## WHAT YOU HAVE TO DO
Would you reproduce every line of the material exactly?

## DATASET ENTRIES
##############################
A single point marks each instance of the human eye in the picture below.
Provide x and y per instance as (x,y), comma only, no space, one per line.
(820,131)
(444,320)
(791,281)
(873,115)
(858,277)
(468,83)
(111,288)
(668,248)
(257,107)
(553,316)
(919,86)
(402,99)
##############################
## TASK SOLUTION
A single point marks each instance of the human eye in the picture below.
Provide x and y per instance as (x,y), comma only, no space, one per line.
(820,131)
(444,320)
(791,281)
(873,115)
(858,277)
(468,83)
(111,288)
(668,248)
(257,107)
(553,316)
(919,86)
(402,99)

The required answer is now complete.